=== Exercise inputs ===

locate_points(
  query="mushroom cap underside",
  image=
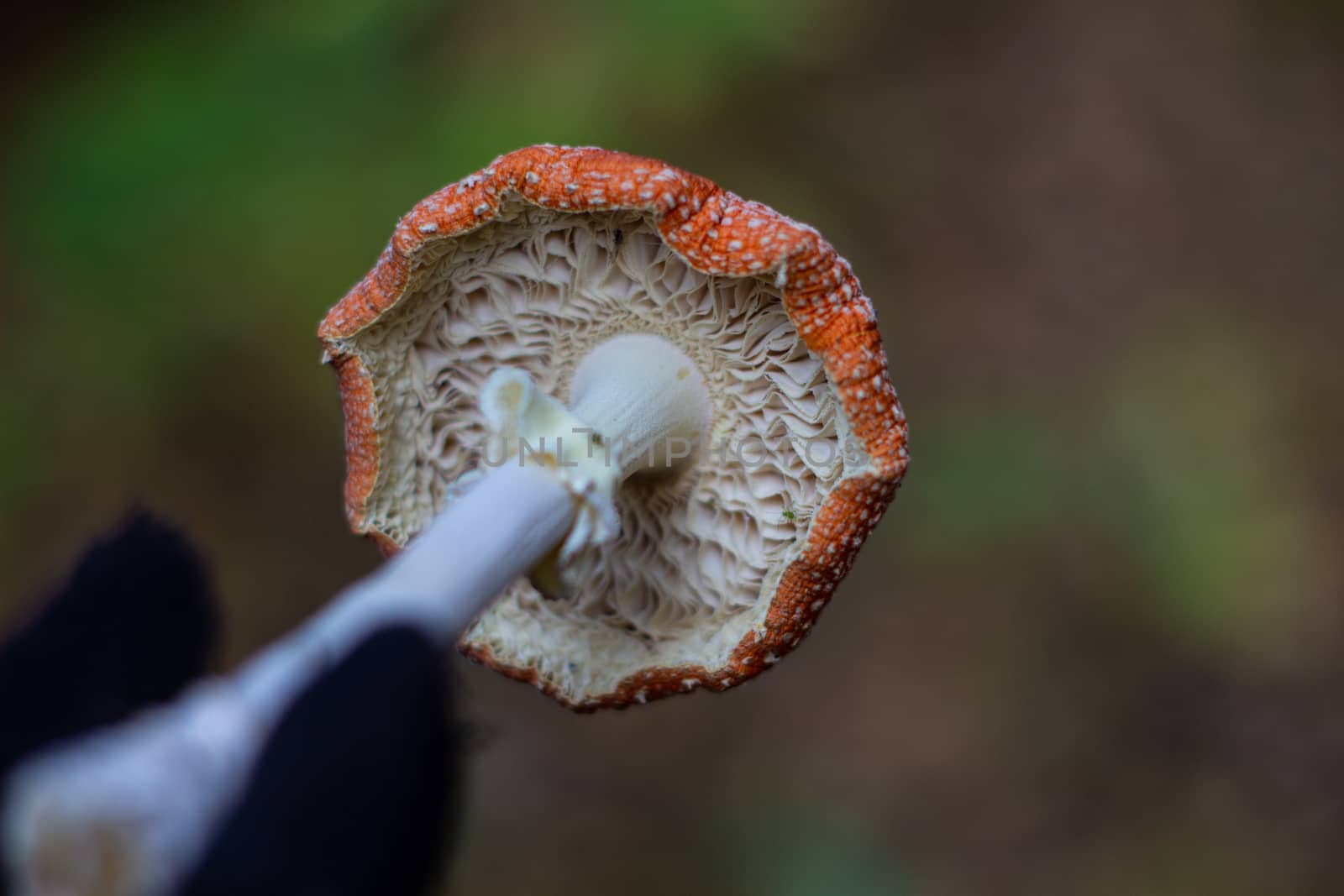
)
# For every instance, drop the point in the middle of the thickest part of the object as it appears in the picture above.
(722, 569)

===
=== Exercise inputs ===

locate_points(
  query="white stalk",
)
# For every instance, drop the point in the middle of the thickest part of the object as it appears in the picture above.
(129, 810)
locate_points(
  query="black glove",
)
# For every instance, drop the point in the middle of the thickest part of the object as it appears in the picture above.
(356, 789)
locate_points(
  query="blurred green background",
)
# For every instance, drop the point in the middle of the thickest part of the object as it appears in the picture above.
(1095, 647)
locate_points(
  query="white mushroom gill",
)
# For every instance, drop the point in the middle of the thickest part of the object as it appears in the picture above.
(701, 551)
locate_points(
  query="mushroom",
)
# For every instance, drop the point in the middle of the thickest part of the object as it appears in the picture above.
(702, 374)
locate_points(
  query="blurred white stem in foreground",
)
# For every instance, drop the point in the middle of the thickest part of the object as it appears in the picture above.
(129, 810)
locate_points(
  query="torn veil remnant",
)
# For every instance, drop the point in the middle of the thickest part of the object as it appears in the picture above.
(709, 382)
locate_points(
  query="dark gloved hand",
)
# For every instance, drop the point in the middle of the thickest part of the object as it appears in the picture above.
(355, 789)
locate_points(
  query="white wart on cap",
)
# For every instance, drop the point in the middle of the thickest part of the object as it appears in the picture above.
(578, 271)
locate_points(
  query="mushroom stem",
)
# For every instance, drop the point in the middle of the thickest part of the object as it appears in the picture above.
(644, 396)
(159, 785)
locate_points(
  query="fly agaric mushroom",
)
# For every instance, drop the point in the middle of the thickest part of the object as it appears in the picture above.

===

▸ **Task description**
List every line in the records above that contains the string "mushroom".

▸ **Solution for this exercise**
  query="mushroom cap underside",
  query="white mushroom gill",
  query="mushroom",
  query="mushroom stem",
  query="fly agaric mushroom",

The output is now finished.